**Задание:** Пожалуйста, верните без изменений часть отрывка о психологическом насилии: начните с места, где стоят слова «Многие агрессоры настолько», и остановитесь после слов «нее нашло вдруг?».

**Отрывок:**
##############################

Отличить агрессию от реакции на злодейство, нападение – от защиты, невероятно сложно. Ну, во-первых, потому, что первопричина агрессии, как правило, агрессором тщательно скрывается или нивелируется. Если вы спросите агрессора, кто первый начал, он неминуемо укажет на другого. И доказывать, что это не так – очень трудно, долго и хлопотно.
Во-вторых, людям привычно и естественно реагировать на внешние признаки агрессии – крики, оскорбления, рукоприкладство. Так себя, понятно, лучше не вести и надо учиться себя сдерживать. Но иногда коварство агрессоров так велико, что они именно такого поведения от своей жертвы и добиваются – если она потеряет лицо, ее будет проще обвинить в нападении первой.
Многие агрессоры настолько в этом деле совершенствуются, что способны довести до неистовства самых спокойных и доброжелательных людей в мире. Хладнокровные маньяки, они будут с улыбкой отбиваться от нападений этих добрейших людей, лицемерно огорчаясь на публику – ну что на нее нашло вдруг?
Именно поэтому с развитием цивилизации при анализе межличностных отношений и всевозможных конфликтов в обиход стало входить понятие «психологическое насилие». Исследователи стали понимать, что именно это насилие, которое, как правило, не видно и не слышно, является первопричиной многих конфликтов и межличностных разладов. И начали популяризировать этот термин – как раз для того, чтобы избежать обвинения жертвы и ситуации, когда злодею все сходит с рук.

##############################

**Представленные данные:**
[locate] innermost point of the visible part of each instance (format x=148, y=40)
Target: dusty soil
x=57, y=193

##############################

**Ответ на задание:**
Многие агрессоры настолько в этом деле совершенствуются, что способны довести до неистовства самых спокойных и доброжелательных людей в мире. Хладнокровные маньяки, они будут с улыбкой отбиваться от нападений этих добрейших людей, лицемерно огорчаясь на публику – ну что на нее нашло вдруг?